* WORK TO COMPLETE *
The lines to be set down run from the line containing "Target: swimmer's shoulder" through the final line of the data below; print them exactly and print nothing else.

* RECORDS TO PROCESS *
◇ ◇ ◇
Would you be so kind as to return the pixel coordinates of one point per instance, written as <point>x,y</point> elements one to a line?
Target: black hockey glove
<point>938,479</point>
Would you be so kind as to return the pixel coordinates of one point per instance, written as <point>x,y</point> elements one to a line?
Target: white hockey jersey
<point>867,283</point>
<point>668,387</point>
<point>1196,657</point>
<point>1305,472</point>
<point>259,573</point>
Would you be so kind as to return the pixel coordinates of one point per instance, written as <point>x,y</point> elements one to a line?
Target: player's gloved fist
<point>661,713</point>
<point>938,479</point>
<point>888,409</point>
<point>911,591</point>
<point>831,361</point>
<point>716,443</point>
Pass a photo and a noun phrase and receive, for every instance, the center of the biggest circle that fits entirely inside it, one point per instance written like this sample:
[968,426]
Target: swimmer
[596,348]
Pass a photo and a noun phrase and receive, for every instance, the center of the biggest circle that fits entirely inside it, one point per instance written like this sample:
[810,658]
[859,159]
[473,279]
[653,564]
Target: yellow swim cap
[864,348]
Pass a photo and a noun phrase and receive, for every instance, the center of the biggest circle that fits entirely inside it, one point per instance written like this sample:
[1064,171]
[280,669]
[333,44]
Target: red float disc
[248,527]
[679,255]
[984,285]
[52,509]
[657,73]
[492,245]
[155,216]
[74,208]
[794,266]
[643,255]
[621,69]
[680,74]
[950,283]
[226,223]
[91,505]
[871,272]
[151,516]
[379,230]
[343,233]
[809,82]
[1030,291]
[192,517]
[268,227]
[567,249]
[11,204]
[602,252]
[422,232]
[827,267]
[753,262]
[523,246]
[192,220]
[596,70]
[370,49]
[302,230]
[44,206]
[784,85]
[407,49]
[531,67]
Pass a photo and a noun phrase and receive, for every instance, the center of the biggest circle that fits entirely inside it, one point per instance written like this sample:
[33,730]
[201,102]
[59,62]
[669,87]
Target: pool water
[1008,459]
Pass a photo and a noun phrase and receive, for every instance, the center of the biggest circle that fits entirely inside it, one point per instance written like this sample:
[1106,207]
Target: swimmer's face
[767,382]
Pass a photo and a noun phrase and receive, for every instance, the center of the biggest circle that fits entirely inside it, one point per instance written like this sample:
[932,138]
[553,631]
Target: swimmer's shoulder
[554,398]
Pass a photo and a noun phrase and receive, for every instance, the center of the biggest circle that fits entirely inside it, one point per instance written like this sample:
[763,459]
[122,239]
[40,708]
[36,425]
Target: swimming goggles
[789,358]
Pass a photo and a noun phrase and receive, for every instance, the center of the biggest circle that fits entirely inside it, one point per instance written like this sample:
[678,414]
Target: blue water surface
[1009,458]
◇ ◇ ◇
* WRITTEN SOLUTION *
Target: swimmer's shoulder
[554,398]
Pass a photo and a noun phrase and receive, for every instance, the center of the biggest circle that fits entirely inside it, one point per instance written like this sample:
[763,459]
[122,239]
[40,708]
[36,425]
Target: swimming goggles
[789,358]
Pass a photo and a noun phrase and receive, for every instance, the center of the biggest circle that fits entirely inside it, one point per instance written like this sample:
[678,414]
Target: blue water surface
[1009,458]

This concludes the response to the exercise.